• [Problem to solve] In the answer, every entry must appear exactly as given.

(Records from a data source)

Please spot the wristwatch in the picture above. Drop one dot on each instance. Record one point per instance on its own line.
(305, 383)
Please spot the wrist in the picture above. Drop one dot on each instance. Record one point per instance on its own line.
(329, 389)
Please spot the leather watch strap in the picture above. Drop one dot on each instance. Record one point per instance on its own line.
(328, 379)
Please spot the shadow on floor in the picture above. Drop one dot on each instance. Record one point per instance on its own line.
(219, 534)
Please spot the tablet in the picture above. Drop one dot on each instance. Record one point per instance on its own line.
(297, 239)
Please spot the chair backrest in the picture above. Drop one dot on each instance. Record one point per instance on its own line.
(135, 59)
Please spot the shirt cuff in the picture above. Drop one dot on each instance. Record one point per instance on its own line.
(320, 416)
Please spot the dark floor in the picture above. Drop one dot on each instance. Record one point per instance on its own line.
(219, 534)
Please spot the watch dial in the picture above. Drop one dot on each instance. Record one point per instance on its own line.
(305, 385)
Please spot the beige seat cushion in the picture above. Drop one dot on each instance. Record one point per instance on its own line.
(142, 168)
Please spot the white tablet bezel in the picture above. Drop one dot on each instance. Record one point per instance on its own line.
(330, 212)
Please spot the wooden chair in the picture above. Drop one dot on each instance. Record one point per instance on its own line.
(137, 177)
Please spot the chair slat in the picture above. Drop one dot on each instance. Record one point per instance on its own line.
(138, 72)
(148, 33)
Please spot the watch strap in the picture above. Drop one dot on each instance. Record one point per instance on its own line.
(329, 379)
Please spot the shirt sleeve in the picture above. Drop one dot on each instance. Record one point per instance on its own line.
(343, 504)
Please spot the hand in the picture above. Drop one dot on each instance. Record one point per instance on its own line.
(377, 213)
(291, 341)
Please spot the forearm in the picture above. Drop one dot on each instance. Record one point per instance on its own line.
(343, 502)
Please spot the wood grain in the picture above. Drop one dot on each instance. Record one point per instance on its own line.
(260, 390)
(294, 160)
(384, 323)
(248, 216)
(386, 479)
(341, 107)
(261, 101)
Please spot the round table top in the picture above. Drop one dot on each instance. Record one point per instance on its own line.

• [Task result]
Please spot the wristwatch in the picture above. Drop one dot on each instance. Record one point per instance on its own line.
(305, 383)
Please spot the wrist in the picture above. Drop one dot on each instance. Record one point per instance on its own line.
(329, 389)
Please spot the leather watch strap in the picture above. Drop one dot on each instance. Record one point per instance on its own line.
(328, 379)
Please spot the shadow on floor in the picture above. Drop one dot on each instance. Record one point per instance on its own line.
(219, 534)
Please spot the tablet in the picture above. Drop one dot on each instance. Record one point per instance on its own line.
(297, 239)
Please spot the chair backrest in the picture above. Drop one dot on each instance. Record one point per instance on its own line.
(135, 59)
Please spot the shirt cuff in the picture above. Drop one dot on each instance. Record one point per instance on its own line.
(320, 416)
Please spot the dark floor in the picture above. Drop one dot on each instance. Record one point per instance on its own line.
(219, 534)
Please spot the watch dial in the picture above. Drop one dot on each instance. Record one point per instance on its own line.
(305, 385)
Please spot the beige seat cushion in the picture above. Drop one dot on each instance. Record one point per instance on its own line.
(142, 168)
Please spot the white tablet bezel in the picture above. Drop one dot on each instance. Record one point per instance on its own line.
(330, 212)
Please spot the wooden chair in the picture above. Drop one dot on each instance. Record one point per instance on its own line.
(137, 177)
Please spot the chair slat in the picture above. Drop one dot on each instance. Record one point per instance on its own line.
(138, 72)
(148, 33)
Please spot the watch strap in the picture above. Drop one dot on each instance. Record one point per instance on its own line.
(329, 379)
Please spot the shirt sleeve in the picture above. Drop one dot on each instance. Record one point per instance on its own line.
(343, 504)
Please spot the hand in the picture above. Drop one dot on each instance. Record one point per instance on its own line.
(377, 213)
(291, 341)
Please spot the forearm in the picture above. Drop one dot on each instance. Record one point per instance on its own line.
(343, 502)
Please spot the wood grain in the picture above. Drop one dot on each instance. Record one point per instance on its own line.
(260, 390)
(294, 160)
(384, 323)
(248, 216)
(386, 479)
(341, 107)
(261, 101)
Please spot the round table top in the picture above. Drop one dot on each instance. Record one point per instance on its own line.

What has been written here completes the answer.